··· BRANO ···
Francisco Goya e Il cortile dei lunatici. Follia e buio nell’arte3 minuti di lettura
La rappresentazione della follia e della malattia mentale ha una storia lunga e particolare che copre secoli e secoli della storia dell’uomo. Ma non dobbiamo pensare che questa rappresentazione abbia a che fare solamente con la scienza. Infatti, per lungo tempo furono gli artisti, pittori o scultori, a fornire le uniche rappresentazioni di folli, sia con ritratti che con scene di vita quotidiana. Uno di questi artisti fu sicuramente Francisco Goya che diverse volte raffigurò scene all’interno dei manicomi del tempo. La prima di queste opere fu il Cortile dei lunatici, dipinto mentre il pittore si riprendeva dai suoi problemi di salute.
L’imagine del folle ai tempi di Goya
Il rapporto tra la malattia mentale, la sua definizione e la sua identificazione visuale è un argomento interessante e complesso. A lungo si è creduto che una qualsiasi deficienza mentale potesse essere identificata da qualche segno esteriore, da qui l’esigenza di avere delle rappresentazioni grafiche. Nel corso del tempo si forma una vera e propria tradizione della rappresentazione della follia che produce immagini che si ripeteranno continuamente nel corso dei secoli. La figura del melancolico o dell’irascibile sono solo due dei molti aspetti della malattia mentale del tempo. E le forme tipiche di queste malattie rimarranno ben impresse nel pensiero comune non solo degli artisti che le usano nei loro lavori, ma anche nella mente di persone comuni.

Come vedremo, all’interno del suo quadro Goya utilizza alcune queste rappresentazioni stereotipate permettendo di identificare quale sia lo stato mentale dei pazienti. Sappiamo inoltre che i vari quadri che Goya dedicherà alla follia e ai manicomi sono influenzati anche dall’esperienza diretta del pittore che fu testimone diretto di scene simili al manicomio di Saragozza. Inoltre, lo stesso Goya non gode di ottima salute con malattie che costantemente mettono a dura prova la sua salute mentale.
··· DATI FORNITI ···
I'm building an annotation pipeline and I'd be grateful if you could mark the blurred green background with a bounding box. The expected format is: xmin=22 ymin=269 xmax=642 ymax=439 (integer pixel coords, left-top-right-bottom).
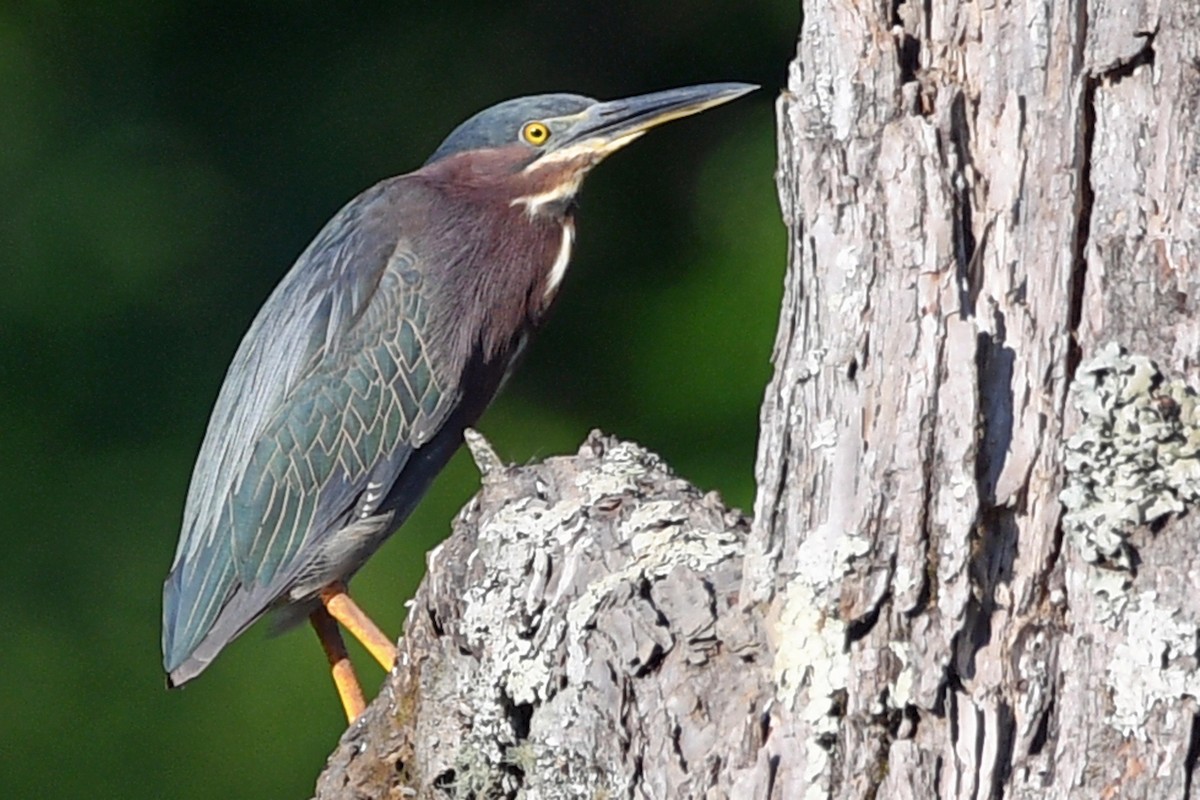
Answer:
xmin=0 ymin=0 xmax=799 ymax=799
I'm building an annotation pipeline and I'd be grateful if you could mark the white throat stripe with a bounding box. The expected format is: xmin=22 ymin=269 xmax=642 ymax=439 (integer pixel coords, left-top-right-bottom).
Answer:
xmin=545 ymin=221 xmax=575 ymax=297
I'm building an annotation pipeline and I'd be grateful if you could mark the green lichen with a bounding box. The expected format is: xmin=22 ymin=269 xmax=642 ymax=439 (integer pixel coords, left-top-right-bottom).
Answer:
xmin=1060 ymin=343 xmax=1200 ymax=572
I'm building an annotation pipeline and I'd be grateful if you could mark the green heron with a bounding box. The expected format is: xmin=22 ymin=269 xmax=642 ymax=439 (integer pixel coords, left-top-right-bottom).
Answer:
xmin=162 ymin=83 xmax=755 ymax=721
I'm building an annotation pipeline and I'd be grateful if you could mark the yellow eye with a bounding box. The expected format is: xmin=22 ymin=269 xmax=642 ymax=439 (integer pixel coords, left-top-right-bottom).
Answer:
xmin=521 ymin=122 xmax=550 ymax=148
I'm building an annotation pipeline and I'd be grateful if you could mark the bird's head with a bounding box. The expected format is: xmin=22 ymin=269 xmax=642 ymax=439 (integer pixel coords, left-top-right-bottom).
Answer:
xmin=425 ymin=83 xmax=756 ymax=216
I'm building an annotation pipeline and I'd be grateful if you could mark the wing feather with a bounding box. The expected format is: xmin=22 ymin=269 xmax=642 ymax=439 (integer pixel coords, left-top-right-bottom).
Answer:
xmin=163 ymin=179 xmax=455 ymax=682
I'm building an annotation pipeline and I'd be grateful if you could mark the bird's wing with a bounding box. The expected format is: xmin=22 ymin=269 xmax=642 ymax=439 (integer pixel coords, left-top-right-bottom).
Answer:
xmin=163 ymin=179 xmax=455 ymax=672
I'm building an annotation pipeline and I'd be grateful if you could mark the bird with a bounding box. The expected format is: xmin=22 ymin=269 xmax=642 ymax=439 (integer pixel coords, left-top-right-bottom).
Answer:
xmin=162 ymin=83 xmax=756 ymax=722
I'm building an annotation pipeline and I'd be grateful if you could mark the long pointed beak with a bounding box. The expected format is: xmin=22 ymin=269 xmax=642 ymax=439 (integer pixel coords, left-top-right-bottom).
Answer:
xmin=547 ymin=83 xmax=758 ymax=157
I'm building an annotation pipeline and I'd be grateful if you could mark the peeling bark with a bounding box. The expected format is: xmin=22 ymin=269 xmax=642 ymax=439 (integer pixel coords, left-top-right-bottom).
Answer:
xmin=744 ymin=0 xmax=1200 ymax=798
xmin=318 ymin=0 xmax=1200 ymax=800
xmin=317 ymin=434 xmax=770 ymax=798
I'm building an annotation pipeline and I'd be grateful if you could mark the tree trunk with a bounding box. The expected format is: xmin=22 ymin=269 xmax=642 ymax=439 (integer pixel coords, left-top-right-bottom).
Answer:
xmin=318 ymin=0 xmax=1200 ymax=800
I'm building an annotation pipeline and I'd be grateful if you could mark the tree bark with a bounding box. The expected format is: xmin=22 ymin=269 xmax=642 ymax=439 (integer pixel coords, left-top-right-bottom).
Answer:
xmin=317 ymin=0 xmax=1200 ymax=799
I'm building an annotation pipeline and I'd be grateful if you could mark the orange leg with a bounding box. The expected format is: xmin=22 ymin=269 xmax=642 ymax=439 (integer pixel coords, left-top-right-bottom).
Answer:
xmin=320 ymin=582 xmax=396 ymax=672
xmin=308 ymin=608 xmax=367 ymax=722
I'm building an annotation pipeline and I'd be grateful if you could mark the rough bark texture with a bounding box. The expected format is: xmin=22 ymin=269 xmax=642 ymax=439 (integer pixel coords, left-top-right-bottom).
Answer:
xmin=318 ymin=0 xmax=1200 ymax=800
xmin=317 ymin=434 xmax=770 ymax=798
xmin=744 ymin=0 xmax=1200 ymax=799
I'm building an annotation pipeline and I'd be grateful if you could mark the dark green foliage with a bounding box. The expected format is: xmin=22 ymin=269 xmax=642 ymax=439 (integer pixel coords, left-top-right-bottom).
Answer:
xmin=0 ymin=0 xmax=798 ymax=799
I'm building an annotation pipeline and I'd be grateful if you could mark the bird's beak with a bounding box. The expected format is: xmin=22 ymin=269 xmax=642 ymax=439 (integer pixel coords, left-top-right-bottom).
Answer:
xmin=546 ymin=83 xmax=758 ymax=163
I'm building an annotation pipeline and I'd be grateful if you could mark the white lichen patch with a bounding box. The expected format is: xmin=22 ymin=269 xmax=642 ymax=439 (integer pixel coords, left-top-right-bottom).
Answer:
xmin=1106 ymin=591 xmax=1200 ymax=738
xmin=1060 ymin=343 xmax=1200 ymax=571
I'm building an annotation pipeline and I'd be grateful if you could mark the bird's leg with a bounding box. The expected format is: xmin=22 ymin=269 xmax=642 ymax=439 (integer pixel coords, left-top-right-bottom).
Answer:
xmin=320 ymin=582 xmax=396 ymax=672
xmin=308 ymin=607 xmax=367 ymax=722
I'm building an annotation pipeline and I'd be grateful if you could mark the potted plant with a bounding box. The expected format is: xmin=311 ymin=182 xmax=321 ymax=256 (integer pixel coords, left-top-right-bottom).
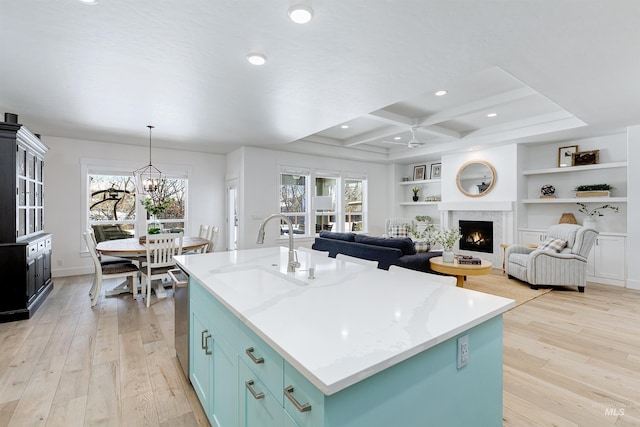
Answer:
xmin=140 ymin=197 xmax=173 ymax=234
xmin=411 ymin=185 xmax=420 ymax=202
xmin=433 ymin=228 xmax=462 ymax=262
xmin=578 ymin=202 xmax=618 ymax=230
xmin=575 ymin=184 xmax=613 ymax=197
···
■ DOMANDE:
- A) Traduci in inglese questa frase del brano su Goya: "Il rapporto tra la malattia mentale, la sua definizione e la sua identificazione visuale è un argomento interessante e complesso."
- B) Riporta parola per parola il brano su Goya, a partire da "L’imagine del folle" e proseguendo fino a "di persone comuni.".
- C) Riprendi il brano su Goya e la follia dal punto in cui si interrompe.
Le voci non hanno alcun legame con il brano su Goya.

■ RISPOSTE PER PUNTO:
- A) The relationship between mental illness, its definition, and its visual identification is an interesting and complex topic.

- B)
L’imagine del folle ai tempi di Goya
Il rapporto tra la malattia mentale, la sua definizione e la sua identificazione visuale è un argomento interessante e complesso. A lungo si è creduto che una qualsiasi deficienza mentale potesse essere identificata da qualche segno esteriore, da qui l’esigenza di avere delle rappresentazioni grafiche. Nel corso del tempo si forma una vera e propria tradizione della rappresentazione della follia che produce immagini che si ripeteranno continuamente nel corso dei secoli. La figura del melancolico o dell’irascibile sono solo due dei molti aspetti della malattia mentale del tempo. E le forme tipiche di queste malattie rimarranno ben impresse nel pensiero comune non solo degli artisti che le usano nei loro lavori, ma anche nella mente di persone comuni.

- C)
Il cortile dei lunatici
Il quadro viene prodotto a cavallo tra il XVIII e il XIX secolo, e la follia dipinta è figlia del pensiero del tempo, ma non solo. Come già accennato Goya si lascia influenzare dalle classiche forme della follia come quella della melancolia o dell’esorcismo. Al centro possiamo vedere un paziente che lotta con gli infermieri in un impeto d’ira e agitazione che rende l’operazione di immobilizzazione molto complessa. Al lato sinistro del quadro vediamo invece la figura del melancolico, in piedi con la bocca spalancata e le mani nascoste. Nel frattempo, al lato opposto, una figura con lo sguardo macabro che abbraccia le proprie gambe chiudendosi in sé stesso, richiama la figura del demone di Füssli nel suo Incubo. Infine, dietro quest’ultima figura possiamo vedere un altro personaggio. Anch’egli è riconducibile alla melancolia ma questa volta con un’iconografia differente, ossia quella che si rifà alle statue di Cibber.

Tutta la scena permette al pittore di sottolineare la situazione disperata degli internati nei manicomi dell’epoca. L’uso del bianco e del nero amplia fortemente questa sensazione di chiusura e disperazione. Il bianco irraggiungibile della luce esterna contrasta con il profondo nero dell’interno. Qui i pazienti sono costretti a vivere la propria esistenza di emarginati. Il nero della follia è tradotto da Goya come l’oscurità del manicomio.